:: EXERCISE DETAILS ::
Report how many of the rows below contain the word "blurred", giving only the number.
── SUPPLIED INFORMATION ──
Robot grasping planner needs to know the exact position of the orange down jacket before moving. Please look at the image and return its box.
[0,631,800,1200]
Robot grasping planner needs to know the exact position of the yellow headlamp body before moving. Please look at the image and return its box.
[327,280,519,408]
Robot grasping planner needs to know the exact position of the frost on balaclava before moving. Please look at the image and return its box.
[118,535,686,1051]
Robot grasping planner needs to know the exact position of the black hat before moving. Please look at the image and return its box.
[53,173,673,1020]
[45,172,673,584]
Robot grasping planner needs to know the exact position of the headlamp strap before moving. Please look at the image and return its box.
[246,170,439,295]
───
── SUPPLIED INFORMATION ──
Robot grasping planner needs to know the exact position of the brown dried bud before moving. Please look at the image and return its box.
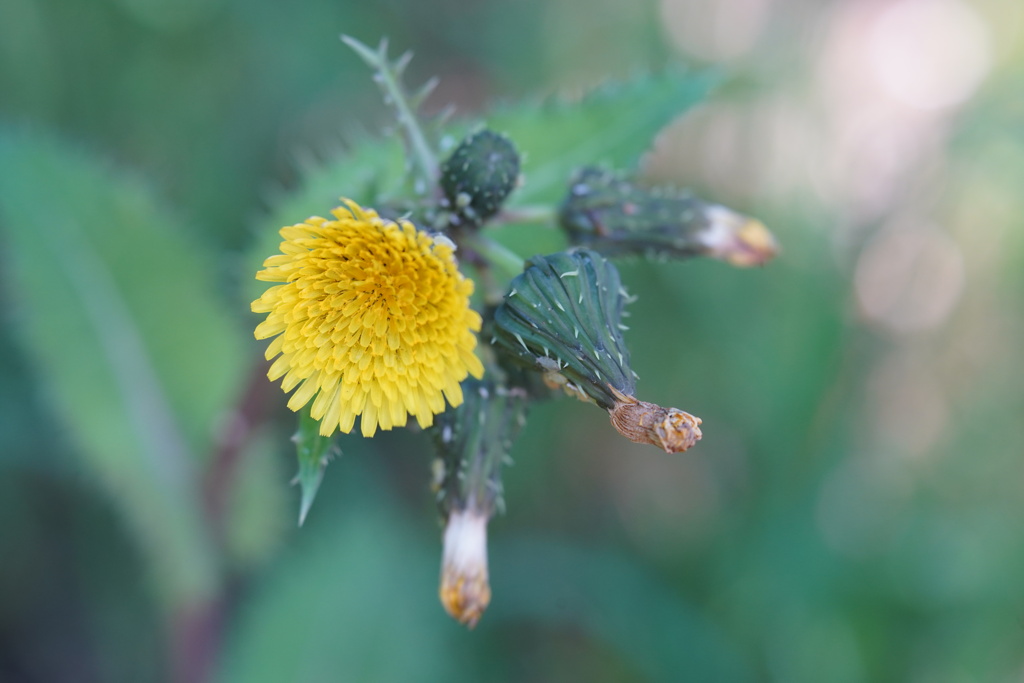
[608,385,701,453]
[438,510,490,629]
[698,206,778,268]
───
── SUPPLIED INFORMATION ──
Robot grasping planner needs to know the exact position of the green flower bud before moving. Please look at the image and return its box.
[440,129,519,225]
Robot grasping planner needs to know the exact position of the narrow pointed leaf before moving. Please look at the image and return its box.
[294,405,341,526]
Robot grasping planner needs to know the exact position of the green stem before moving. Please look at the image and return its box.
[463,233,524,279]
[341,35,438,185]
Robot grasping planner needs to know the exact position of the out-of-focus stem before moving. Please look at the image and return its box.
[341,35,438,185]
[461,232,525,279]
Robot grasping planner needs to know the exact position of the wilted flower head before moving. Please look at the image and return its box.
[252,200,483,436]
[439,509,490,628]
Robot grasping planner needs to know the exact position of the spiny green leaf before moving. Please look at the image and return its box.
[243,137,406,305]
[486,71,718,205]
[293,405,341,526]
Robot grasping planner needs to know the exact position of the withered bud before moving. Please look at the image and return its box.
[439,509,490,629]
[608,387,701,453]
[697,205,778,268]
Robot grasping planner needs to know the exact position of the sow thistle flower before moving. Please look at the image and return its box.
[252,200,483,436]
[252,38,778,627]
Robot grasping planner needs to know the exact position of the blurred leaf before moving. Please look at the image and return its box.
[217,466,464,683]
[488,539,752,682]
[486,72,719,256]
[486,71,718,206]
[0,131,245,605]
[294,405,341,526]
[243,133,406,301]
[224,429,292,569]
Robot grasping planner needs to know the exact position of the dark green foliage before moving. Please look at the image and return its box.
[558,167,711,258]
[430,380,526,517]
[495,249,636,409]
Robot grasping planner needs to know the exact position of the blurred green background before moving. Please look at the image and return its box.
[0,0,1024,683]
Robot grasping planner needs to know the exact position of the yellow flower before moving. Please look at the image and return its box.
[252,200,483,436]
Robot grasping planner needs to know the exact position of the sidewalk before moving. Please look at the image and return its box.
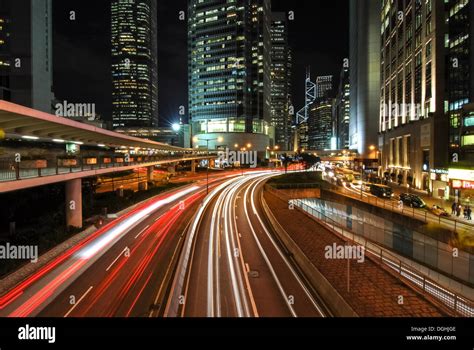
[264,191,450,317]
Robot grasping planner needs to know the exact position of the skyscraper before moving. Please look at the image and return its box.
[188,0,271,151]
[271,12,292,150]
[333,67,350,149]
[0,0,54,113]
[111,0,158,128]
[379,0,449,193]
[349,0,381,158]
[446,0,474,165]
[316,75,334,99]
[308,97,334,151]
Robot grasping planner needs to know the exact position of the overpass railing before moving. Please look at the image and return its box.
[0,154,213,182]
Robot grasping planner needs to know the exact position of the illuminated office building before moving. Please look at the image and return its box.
───
:: WRITTEN SOLUTION ::
2